[Object outline annotations]
** begin **

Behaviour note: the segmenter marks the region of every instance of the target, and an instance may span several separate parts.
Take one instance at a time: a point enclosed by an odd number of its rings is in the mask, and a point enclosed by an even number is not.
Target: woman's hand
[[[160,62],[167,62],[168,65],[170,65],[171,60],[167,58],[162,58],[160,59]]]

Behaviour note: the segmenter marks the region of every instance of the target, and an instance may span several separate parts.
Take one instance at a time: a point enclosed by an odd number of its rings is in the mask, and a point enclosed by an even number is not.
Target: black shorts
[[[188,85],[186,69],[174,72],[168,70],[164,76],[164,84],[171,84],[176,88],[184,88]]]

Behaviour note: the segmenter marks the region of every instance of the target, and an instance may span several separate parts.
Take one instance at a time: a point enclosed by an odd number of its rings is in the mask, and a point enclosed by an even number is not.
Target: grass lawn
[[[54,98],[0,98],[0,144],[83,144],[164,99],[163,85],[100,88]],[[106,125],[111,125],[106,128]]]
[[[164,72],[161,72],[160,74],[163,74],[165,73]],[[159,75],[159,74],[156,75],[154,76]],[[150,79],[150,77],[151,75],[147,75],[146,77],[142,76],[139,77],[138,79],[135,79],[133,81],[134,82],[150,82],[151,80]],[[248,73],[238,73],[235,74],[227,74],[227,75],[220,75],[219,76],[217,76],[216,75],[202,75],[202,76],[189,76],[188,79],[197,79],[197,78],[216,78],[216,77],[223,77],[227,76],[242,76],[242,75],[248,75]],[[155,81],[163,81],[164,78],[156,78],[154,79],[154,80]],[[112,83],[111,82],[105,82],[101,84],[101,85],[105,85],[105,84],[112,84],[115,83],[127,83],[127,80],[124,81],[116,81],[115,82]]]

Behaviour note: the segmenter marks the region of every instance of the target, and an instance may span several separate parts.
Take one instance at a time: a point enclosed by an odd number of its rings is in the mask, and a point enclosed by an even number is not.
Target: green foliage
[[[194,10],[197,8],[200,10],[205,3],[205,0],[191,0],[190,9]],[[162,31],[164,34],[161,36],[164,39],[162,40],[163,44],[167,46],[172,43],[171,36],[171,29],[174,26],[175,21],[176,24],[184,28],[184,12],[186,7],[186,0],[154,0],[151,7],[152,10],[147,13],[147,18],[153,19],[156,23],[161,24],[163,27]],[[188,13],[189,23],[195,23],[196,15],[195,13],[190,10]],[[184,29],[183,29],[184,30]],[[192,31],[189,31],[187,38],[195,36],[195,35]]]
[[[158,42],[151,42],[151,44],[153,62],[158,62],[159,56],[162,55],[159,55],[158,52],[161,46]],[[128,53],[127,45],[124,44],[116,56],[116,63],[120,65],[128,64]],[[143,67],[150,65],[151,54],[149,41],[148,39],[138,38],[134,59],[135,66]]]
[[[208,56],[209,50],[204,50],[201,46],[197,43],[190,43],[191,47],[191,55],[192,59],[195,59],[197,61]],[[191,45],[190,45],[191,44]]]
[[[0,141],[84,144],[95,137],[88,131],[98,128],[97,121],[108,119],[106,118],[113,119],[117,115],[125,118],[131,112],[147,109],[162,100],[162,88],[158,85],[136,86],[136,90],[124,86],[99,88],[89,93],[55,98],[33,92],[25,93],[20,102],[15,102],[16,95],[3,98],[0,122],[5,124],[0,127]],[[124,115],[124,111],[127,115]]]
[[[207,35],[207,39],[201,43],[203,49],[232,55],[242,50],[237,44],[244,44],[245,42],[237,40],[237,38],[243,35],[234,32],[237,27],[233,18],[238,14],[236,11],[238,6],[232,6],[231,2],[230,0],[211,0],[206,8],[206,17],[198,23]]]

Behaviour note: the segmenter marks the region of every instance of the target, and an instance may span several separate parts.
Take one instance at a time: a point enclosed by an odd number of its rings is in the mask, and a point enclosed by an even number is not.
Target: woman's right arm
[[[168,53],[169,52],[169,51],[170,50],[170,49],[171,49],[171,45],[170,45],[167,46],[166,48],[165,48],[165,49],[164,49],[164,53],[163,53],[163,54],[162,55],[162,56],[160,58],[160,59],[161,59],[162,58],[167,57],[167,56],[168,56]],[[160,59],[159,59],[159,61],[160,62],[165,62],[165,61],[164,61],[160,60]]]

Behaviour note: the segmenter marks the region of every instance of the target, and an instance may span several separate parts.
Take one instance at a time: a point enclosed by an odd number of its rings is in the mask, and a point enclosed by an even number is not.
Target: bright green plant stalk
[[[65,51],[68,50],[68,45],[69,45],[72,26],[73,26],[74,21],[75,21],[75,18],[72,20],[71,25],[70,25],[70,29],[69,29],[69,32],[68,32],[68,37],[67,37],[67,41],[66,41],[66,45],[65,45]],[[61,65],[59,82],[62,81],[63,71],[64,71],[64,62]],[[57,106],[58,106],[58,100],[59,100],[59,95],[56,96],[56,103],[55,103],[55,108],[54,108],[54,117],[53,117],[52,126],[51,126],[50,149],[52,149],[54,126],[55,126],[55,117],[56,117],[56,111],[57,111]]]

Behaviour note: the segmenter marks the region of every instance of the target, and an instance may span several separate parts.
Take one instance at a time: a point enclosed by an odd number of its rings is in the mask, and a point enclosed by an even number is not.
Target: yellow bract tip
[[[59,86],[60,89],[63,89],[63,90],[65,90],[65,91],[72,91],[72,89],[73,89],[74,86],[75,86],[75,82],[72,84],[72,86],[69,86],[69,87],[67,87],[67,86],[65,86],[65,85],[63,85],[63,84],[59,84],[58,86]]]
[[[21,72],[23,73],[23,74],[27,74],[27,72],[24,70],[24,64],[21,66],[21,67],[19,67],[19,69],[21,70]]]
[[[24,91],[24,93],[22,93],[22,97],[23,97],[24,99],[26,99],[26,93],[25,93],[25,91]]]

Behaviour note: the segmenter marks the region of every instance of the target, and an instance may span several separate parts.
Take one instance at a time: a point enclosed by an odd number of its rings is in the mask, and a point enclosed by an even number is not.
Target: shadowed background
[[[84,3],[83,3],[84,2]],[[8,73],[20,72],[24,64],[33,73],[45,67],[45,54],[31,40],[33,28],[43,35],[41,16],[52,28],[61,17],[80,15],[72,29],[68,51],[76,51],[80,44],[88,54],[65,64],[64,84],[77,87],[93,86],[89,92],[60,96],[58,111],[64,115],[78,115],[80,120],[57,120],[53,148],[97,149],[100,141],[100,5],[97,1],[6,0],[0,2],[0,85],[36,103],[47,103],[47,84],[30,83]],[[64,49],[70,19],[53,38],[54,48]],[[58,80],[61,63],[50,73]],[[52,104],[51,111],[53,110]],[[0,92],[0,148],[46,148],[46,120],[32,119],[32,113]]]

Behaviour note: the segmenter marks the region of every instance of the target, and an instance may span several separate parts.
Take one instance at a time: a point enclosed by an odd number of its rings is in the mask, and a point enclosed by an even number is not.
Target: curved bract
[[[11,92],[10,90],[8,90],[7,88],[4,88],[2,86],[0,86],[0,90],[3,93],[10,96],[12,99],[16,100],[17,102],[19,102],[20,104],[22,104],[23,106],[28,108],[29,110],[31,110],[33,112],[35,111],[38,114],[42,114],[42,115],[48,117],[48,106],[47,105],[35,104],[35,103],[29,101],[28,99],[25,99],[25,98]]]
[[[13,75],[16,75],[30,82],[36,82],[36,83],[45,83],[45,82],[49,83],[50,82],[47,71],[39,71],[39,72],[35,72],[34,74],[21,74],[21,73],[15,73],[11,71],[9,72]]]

** end **

Each line in the material above must be retyped without alteration.

Complete response:
Behaviour note: the segmenter marks the region of every instance of the target, and an instance may span several separate parts.
Take one instance at a time: a point enclosed by an odd number of its rings is in the mask, and a point enclosed by an even number is not.
Target: woman's hand
[[[160,62],[167,62],[168,65],[170,65],[171,60],[167,58],[162,58],[160,59]]]

Behaviour note: the segmenter marks the region of every instance of the target, and an instance may span several separate parts.
Take one instance at a time: a point enclosed by an odd number of its rings is in the mask, and a point enclosed by an even number is not.
Target: black shorts
[[[188,85],[186,69],[174,72],[168,70],[164,76],[164,84],[171,84],[176,88],[184,88]]]

Behaviour note: the segmenter marks the region of every instance of the target, and an instance may span several separate parts.
Take one instance at a time: a point enclosed by an odd number of its rings is in the mask, and a point enclosed by an even number is not.
Target: grass lawn
[[[54,98],[0,98],[0,144],[83,144],[164,99],[163,85],[100,88]],[[106,125],[111,125],[106,128]]]
[[[164,72],[161,72],[160,74],[163,74],[165,73]],[[159,75],[159,74],[156,75],[154,76]],[[150,79],[150,77],[151,75],[147,75],[146,77],[142,76],[139,77],[138,79],[135,79],[133,81],[134,82],[150,82],[151,80]],[[248,73],[238,73],[235,74],[227,74],[227,75],[220,75],[219,76],[217,76],[216,75],[202,75],[202,76],[189,76],[188,79],[197,79],[197,78],[216,78],[216,77],[223,77],[227,76],[242,76],[242,75],[248,75]],[[155,81],[163,81],[164,78],[156,78],[154,79],[154,80]],[[112,83],[111,82],[105,82],[101,84],[101,85],[105,85],[105,84],[112,84],[115,83],[127,83],[127,80],[124,81],[116,81],[115,82]]]

Behaviour note: the segmenter marks the region of every instance of the target, and an instance may span several separate parts.
Take one instance at a time: a point enclosed by an odd number of its rings is in the mask, and a point enclosed by an even number is not.
Target: green foliage
[[[194,10],[197,8],[200,10],[205,3],[205,0],[191,0],[190,9]],[[162,31],[164,34],[161,36],[164,39],[162,40],[163,44],[167,46],[172,43],[171,36],[171,29],[174,26],[175,21],[176,24],[184,28],[184,12],[186,7],[186,0],[154,0],[151,7],[152,10],[147,13],[147,18],[153,19],[156,23],[161,24],[163,27]],[[188,13],[189,23],[195,23],[196,15],[195,13],[190,10]],[[184,29],[183,29],[184,30]],[[192,31],[189,31],[187,38],[195,36],[195,35]]]
[[[158,42],[151,42],[151,44],[153,62],[158,62],[159,56],[162,55],[159,55],[158,52],[161,46]],[[128,53],[127,45],[124,44],[116,56],[116,63],[120,65],[128,64]],[[143,67],[150,65],[151,54],[149,41],[148,39],[138,38],[134,59],[135,66]]]
[[[208,56],[209,50],[204,50],[201,46],[197,43],[190,43],[191,47],[191,55],[192,59],[195,59],[197,61]],[[191,45],[190,45],[191,44]]]
[[[0,141],[84,144],[95,137],[88,131],[98,128],[97,121],[108,119],[106,118],[113,119],[117,115],[125,118],[131,112],[147,109],[162,100],[162,88],[158,85],[136,86],[136,90],[124,86],[99,88],[89,93],[55,98],[33,92],[25,93],[20,102],[15,102],[16,95],[3,98],[0,122],[5,124],[0,127]],[[124,115],[124,111],[127,115]]]
[[[207,35],[207,39],[201,43],[203,49],[232,55],[242,50],[237,44],[244,44],[245,42],[237,40],[237,38],[243,35],[234,32],[237,27],[233,18],[238,14],[236,11],[238,6],[232,6],[231,2],[230,0],[211,0],[206,8],[206,17],[198,23]]]

Behaviour note: the segmenter marks the region of every instance of the target, and an instance may span several separate parts.
Take one instance at a time: a point enclosed by an odd number of its rings is in the mask, and a point enclosed by an even number is not.
Target: woman's right arm
[[[168,53],[169,52],[169,51],[170,50],[170,49],[171,49],[171,45],[170,45],[167,46],[166,48],[165,48],[165,49],[164,49],[164,53],[163,53],[163,54],[162,55],[162,56],[160,58],[160,59],[161,59],[162,58],[167,57],[167,56],[168,56]],[[160,59],[159,59],[159,61],[160,62],[165,62],[165,61],[164,61],[160,60]]]

Behaviour note: the segmenter marks the region of every instance of the target, and an instance may span several separate parts.
Take one instance at a time: a point enclosed by an odd number of its rings is in the mask, and a point enclosed by an even number is not.
Target: bright green plant stalk
[[[65,51],[68,50],[68,45],[69,45],[72,26],[73,26],[74,21],[75,21],[75,18],[72,20],[71,25],[70,25],[70,29],[69,29],[69,32],[68,32],[68,37],[67,37],[67,41],[66,41],[66,45],[65,45]],[[61,65],[59,82],[62,81],[63,71],[64,71],[64,62]],[[57,106],[58,106],[58,100],[59,100],[59,95],[56,96],[56,103],[55,103],[55,108],[54,108],[54,117],[53,117],[52,126],[51,126],[50,149],[52,149],[54,126],[55,126],[55,117],[56,117],[56,111],[57,111]]]

Behaviour note: the segmenter marks the region of every instance of the target, and an instance may span several separate parts.
Take one instance at a time: a point enclosed by an odd number of its rings is in the mask, and a point enclosed by an even number is not.
Target: yellow bract tip
[[[59,86],[60,89],[63,89],[63,90],[65,90],[65,91],[72,91],[72,89],[73,89],[74,86],[75,86],[75,82],[72,84],[72,86],[69,86],[69,87],[67,87],[67,86],[65,86],[65,85],[63,85],[63,84],[59,84],[58,86]]]
[[[21,72],[23,73],[23,74],[27,74],[27,72],[24,70],[24,64],[21,66],[21,67],[19,67],[19,69],[21,70]]]
[[[24,91],[24,93],[22,93],[22,97],[23,97],[24,99],[26,99],[26,93],[25,93],[25,91]]]

Behaviour note: the segmenter marks the region of every instance of the target, and an instance may span several separate parts.
Take one instance at a time: a point enclosed by an odd number of its rings is in the mask, and a point enclosed by an even number is not.
Target: shadowed background
[[[84,3],[83,3],[84,2]],[[8,73],[20,72],[24,64],[33,73],[45,67],[45,54],[31,40],[33,28],[43,35],[41,16],[52,28],[61,17],[80,15],[72,29],[68,51],[76,51],[80,44],[88,54],[65,64],[64,84],[77,87],[93,86],[89,92],[60,96],[58,111],[64,115],[78,115],[80,120],[57,120],[53,148],[97,149],[100,141],[100,5],[97,1],[6,0],[0,2],[0,85],[36,103],[47,103],[47,84],[30,83]],[[64,49],[70,19],[53,38],[54,48]],[[58,80],[61,63],[50,73]],[[52,104],[51,111],[53,110]],[[0,92],[0,148],[46,148],[46,120],[32,119],[32,113]]]

Behaviour note: the segmenter marks the region of every instance of the target, and an instance may span several separate parts.
Take one instance at a time: a point enclosed by an odd number of its rings is in the mask, and a point enclosed by an even number is not.
Target: curved bract
[[[11,92],[10,90],[8,90],[7,88],[4,88],[2,86],[0,86],[0,90],[3,93],[10,96],[12,99],[16,100],[17,102],[19,102],[20,104],[22,104],[23,106],[28,108],[29,110],[31,110],[33,112],[35,111],[38,114],[42,114],[42,115],[48,117],[48,106],[47,105],[35,104],[35,103],[29,101],[28,99],[25,99],[25,98]]]
[[[13,75],[16,75],[30,82],[36,82],[36,83],[45,83],[45,82],[49,83],[50,82],[47,71],[39,71],[39,72],[35,72],[34,74],[21,74],[21,73],[15,73],[11,71],[9,72]]]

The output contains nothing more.